**INFORMATION GIVEN:**
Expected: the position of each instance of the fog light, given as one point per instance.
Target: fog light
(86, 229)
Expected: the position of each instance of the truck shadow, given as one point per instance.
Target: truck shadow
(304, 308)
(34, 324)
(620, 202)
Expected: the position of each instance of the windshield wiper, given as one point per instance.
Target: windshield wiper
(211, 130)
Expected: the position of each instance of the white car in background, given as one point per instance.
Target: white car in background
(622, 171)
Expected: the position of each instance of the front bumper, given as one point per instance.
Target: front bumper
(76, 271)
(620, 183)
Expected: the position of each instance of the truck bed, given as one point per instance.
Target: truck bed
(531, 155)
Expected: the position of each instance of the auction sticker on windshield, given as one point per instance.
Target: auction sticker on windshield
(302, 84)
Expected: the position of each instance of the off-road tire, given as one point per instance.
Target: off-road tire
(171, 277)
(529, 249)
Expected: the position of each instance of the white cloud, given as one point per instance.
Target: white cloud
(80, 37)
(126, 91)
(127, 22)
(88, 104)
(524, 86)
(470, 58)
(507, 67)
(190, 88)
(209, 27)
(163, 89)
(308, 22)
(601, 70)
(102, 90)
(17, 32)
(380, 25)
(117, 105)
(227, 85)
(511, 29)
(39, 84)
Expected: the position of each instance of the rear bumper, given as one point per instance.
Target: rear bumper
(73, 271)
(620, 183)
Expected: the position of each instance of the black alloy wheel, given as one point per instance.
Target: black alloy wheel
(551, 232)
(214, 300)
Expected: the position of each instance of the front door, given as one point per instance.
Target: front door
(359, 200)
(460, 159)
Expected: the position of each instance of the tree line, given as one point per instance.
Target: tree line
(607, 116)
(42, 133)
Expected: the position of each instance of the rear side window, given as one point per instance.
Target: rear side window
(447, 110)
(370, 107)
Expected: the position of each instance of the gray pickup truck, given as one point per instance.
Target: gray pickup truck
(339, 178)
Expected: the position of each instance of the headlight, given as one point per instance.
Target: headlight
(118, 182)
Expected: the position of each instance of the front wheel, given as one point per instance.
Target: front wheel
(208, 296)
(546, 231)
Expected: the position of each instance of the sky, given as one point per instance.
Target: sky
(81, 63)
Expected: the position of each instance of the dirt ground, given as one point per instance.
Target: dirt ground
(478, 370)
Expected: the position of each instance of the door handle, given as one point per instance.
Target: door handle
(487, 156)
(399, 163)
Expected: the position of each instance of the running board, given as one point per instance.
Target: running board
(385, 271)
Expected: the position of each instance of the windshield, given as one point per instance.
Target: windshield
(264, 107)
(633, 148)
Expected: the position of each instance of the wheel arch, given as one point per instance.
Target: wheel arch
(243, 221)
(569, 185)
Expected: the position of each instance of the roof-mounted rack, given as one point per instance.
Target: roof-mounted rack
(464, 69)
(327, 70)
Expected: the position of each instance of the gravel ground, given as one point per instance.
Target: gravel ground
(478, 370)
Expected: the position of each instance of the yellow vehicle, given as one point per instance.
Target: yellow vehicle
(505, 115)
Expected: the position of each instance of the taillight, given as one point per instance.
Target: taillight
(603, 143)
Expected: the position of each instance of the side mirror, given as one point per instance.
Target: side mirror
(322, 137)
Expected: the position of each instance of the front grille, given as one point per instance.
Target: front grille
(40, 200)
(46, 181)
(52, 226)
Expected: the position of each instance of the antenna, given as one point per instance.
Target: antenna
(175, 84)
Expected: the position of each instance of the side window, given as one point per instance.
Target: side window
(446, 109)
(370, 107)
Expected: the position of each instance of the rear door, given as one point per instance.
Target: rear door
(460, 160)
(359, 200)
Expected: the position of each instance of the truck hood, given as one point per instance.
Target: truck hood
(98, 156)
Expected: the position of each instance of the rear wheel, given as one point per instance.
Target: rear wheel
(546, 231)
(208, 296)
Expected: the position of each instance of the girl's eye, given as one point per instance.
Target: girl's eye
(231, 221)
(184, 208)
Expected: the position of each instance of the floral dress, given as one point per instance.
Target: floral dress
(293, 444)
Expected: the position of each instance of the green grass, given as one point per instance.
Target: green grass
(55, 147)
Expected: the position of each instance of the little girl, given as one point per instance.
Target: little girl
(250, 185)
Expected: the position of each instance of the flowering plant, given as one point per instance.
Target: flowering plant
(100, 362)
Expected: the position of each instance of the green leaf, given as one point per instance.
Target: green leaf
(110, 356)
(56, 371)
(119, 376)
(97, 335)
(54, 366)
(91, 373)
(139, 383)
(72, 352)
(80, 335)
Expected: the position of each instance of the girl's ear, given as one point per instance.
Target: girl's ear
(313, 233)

---

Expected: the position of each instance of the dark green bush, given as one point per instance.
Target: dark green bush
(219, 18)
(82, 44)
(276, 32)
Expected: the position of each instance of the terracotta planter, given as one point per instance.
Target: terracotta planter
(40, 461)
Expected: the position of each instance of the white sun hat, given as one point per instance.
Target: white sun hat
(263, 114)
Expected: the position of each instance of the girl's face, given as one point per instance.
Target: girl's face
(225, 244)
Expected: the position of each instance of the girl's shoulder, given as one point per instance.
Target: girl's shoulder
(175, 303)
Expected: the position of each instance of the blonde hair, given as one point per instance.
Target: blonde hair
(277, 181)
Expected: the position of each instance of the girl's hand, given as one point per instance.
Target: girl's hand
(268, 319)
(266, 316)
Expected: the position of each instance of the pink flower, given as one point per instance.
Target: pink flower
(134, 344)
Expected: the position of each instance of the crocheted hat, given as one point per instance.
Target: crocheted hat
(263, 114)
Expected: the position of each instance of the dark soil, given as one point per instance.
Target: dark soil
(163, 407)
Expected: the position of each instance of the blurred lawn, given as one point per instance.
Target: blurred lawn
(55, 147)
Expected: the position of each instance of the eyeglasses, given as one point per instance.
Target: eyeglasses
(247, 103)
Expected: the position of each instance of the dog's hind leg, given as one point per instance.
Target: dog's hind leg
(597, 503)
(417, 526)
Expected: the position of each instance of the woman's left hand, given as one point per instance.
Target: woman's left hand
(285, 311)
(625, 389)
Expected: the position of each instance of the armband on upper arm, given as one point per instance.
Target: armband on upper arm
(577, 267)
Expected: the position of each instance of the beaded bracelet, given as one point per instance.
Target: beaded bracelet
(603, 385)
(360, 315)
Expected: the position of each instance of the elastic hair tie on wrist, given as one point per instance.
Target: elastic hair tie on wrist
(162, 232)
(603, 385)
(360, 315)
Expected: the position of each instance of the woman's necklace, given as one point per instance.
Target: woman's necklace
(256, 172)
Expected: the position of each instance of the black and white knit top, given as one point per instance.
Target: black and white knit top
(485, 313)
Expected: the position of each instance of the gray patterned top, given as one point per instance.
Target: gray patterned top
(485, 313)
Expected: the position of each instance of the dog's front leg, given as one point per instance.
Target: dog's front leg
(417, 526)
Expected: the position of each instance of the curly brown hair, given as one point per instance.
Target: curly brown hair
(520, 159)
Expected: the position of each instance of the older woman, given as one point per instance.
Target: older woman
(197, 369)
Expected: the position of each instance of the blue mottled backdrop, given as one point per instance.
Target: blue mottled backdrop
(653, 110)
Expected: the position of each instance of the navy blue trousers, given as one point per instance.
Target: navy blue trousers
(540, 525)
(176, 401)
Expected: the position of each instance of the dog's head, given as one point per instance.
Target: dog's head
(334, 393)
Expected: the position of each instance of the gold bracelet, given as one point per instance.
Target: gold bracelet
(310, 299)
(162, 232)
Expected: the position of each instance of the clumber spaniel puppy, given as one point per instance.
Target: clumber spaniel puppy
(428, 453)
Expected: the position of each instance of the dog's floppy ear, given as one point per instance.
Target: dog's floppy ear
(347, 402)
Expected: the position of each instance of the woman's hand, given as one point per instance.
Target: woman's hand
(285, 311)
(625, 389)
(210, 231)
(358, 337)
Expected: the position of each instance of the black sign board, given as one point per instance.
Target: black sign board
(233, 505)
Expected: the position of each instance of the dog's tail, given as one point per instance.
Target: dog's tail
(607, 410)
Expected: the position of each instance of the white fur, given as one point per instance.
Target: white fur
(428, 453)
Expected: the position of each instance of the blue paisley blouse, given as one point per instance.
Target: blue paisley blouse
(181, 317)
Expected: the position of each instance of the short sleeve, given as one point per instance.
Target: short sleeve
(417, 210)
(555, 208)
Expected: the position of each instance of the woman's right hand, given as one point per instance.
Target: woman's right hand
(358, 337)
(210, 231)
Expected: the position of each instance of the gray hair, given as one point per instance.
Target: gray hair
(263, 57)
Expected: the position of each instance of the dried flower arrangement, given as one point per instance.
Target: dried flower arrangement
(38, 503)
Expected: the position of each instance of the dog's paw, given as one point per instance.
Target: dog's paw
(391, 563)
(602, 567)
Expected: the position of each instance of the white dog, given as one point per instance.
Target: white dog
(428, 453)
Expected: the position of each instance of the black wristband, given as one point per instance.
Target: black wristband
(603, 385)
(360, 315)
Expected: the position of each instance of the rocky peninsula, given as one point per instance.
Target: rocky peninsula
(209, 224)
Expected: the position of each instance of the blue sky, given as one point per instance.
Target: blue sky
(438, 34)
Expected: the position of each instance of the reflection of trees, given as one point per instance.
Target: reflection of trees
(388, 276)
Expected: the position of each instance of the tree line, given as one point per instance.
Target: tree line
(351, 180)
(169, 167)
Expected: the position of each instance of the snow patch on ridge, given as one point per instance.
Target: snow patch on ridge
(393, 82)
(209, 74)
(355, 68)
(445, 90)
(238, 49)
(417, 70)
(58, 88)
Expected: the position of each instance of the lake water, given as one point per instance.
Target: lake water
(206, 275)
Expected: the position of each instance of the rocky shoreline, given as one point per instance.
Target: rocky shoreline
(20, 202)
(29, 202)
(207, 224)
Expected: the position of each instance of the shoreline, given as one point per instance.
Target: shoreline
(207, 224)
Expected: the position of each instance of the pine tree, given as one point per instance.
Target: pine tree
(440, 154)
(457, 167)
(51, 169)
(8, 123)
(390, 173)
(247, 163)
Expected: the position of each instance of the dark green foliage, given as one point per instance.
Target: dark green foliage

--

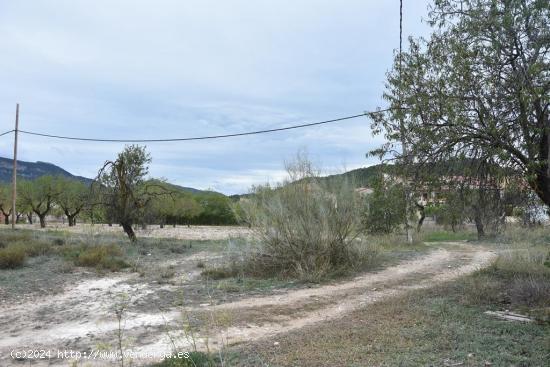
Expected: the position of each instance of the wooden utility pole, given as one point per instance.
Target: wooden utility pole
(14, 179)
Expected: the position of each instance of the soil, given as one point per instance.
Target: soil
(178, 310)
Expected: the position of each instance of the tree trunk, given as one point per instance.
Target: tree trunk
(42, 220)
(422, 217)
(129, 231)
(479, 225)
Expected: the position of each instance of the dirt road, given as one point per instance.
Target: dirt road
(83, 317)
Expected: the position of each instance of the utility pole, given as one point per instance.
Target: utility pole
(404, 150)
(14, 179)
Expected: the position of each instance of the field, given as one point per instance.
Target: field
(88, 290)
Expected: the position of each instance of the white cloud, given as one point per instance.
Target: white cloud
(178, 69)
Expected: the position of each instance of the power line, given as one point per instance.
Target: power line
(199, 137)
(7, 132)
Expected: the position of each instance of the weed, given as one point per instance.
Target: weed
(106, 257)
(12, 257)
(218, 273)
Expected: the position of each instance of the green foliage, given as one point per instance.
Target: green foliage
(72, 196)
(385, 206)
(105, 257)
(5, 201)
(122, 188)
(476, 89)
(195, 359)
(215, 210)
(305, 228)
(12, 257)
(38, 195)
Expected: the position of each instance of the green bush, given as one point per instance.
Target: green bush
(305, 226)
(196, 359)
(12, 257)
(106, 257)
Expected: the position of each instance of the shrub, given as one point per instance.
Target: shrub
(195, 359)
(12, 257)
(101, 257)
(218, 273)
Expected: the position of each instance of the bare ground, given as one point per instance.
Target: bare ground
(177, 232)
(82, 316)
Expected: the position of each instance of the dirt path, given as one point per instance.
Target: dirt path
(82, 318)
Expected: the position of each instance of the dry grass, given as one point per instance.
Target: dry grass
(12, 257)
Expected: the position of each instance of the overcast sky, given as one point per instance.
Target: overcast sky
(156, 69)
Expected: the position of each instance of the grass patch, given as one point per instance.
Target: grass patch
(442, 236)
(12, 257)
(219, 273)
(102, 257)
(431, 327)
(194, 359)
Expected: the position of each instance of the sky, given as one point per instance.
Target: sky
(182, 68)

**WORK REQUIRED:**
Every line from the line containing "Target: crocheted hat" through the line containing "Expected: the position of each instance of the dog's hind" in the records above must be retyped exactly. Leave out the rest.

**SOLUTION TO THIS EXERCISE:**
Target: crocheted hat
(263, 114)
Expected: the position of each instance of the dark soil, given as one point per instance.
Target: dark soil
(163, 407)
Expected: the position of each instance of the blurred lawn, given as one point per instance.
Target: blurred lawn
(55, 147)
Expected: the position of each instance of the eyeglasses, given as one point per instance.
Target: eyeglasses
(247, 103)
Expected: the position of each instance of the dog's hind leg, given as one point per instance.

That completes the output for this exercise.